TASK:
Answer these questions from the text on Konrad Osterwalder.
(a) Who preceded him as Rector of the United Nations University?
(b) Where was he born?
(c) What award did he receive in 1970?

DOCUMENT TEXT:

^^^^

Rector of United Nations University (UNU) Rector Emeritus of ETH Zurich
- In office 1 September 2007 – 28 February 2013
- Preceded by: Hans van Ginkel
- Succeeded by: David M. Malone
- Secretary-General: Ban Ki-moon

Personal details
- Born: 3 June 1942 Frauenfeld, Thurgau, Switzerland
- Died: 19 December 2025 (aged 83) Switzerland
- Alma mater: ETH Zurich
- Known for: Osterwalder–Schrader theorem Jaffe–Lesniewski–Osterwalder cocycle
- Awards: ETH medal (1970) ICM Speaker (1983)

= Konrad Osterwalder =

Swiss mathematician and physicist (1942–2025)

Konrad Osterwalder (3 June 1942 – 19 December 2025) was a Swiss mathematician and physicist, Undersecretary-General of the United Nations, Rector of the United Nations University (UNU), and Rector Emeritus of the Swiss Federal Institute of Technology Zurich (ETH Zurich). He is known for the Osterwalder–Schrader theorem.

^^^^

GIVEN INFORMATION:
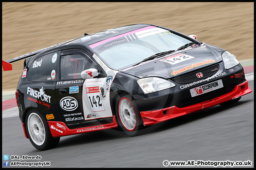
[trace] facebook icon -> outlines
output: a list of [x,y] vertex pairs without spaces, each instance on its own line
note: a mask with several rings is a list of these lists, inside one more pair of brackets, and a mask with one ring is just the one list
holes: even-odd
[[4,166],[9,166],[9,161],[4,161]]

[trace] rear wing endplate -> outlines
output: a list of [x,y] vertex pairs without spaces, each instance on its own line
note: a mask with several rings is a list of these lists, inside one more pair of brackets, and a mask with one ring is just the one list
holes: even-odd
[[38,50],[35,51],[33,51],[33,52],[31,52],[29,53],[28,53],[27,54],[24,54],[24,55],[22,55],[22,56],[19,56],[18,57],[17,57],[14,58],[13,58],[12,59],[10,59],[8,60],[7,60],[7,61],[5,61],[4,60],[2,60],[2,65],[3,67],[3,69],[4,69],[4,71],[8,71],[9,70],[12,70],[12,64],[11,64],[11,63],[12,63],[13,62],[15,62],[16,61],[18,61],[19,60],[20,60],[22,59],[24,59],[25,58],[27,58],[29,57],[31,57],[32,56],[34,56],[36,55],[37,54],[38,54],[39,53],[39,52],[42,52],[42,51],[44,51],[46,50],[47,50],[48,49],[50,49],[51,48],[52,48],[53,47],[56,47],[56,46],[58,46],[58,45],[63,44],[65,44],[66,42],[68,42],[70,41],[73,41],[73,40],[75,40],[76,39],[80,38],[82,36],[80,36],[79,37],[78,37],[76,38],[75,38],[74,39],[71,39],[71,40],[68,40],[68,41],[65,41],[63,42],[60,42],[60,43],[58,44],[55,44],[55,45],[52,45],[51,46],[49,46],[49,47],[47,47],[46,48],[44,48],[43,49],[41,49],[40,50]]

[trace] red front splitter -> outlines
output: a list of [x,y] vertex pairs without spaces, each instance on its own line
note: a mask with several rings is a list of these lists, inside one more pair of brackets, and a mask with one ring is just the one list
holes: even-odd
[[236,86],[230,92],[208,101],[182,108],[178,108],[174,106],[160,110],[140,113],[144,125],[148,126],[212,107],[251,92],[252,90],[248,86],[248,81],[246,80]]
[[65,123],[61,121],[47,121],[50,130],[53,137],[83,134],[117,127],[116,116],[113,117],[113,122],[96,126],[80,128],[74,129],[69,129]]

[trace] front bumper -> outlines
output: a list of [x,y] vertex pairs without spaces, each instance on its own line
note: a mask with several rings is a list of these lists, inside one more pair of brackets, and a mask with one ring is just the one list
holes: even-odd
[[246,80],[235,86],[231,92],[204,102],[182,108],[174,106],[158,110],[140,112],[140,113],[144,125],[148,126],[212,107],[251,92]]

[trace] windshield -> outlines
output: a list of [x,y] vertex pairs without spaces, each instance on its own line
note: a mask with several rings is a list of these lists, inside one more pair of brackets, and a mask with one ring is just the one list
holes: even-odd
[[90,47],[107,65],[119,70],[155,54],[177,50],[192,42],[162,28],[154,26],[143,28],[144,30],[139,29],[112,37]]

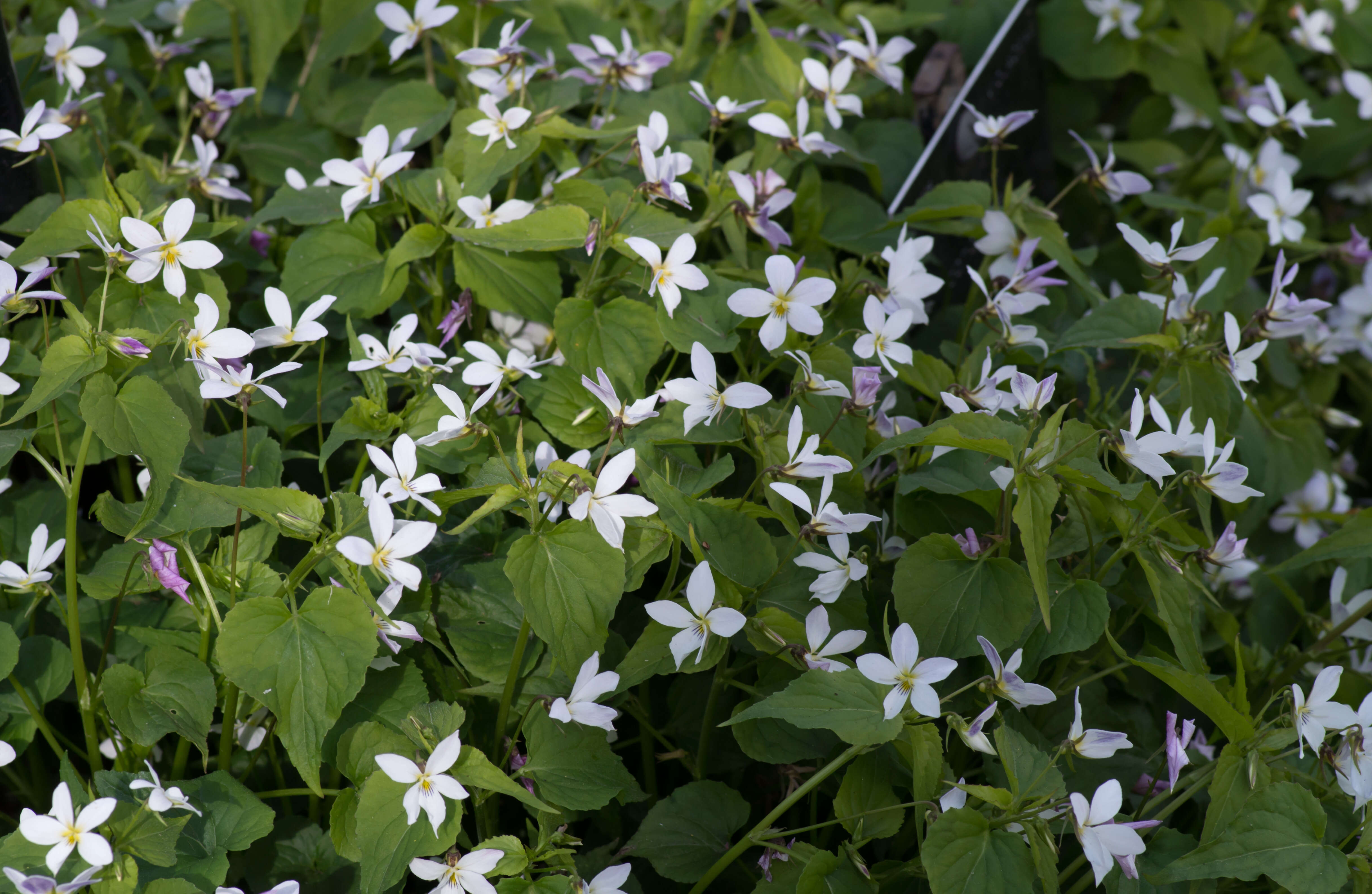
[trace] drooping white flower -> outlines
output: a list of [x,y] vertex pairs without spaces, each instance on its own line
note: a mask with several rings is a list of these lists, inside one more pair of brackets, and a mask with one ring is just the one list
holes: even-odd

^^^^

RESULT OF THIS TASK:
(a) Hans van Ginkel
(b) Frauenfeld, Thurgau, Switzerland
(c) The ETH medal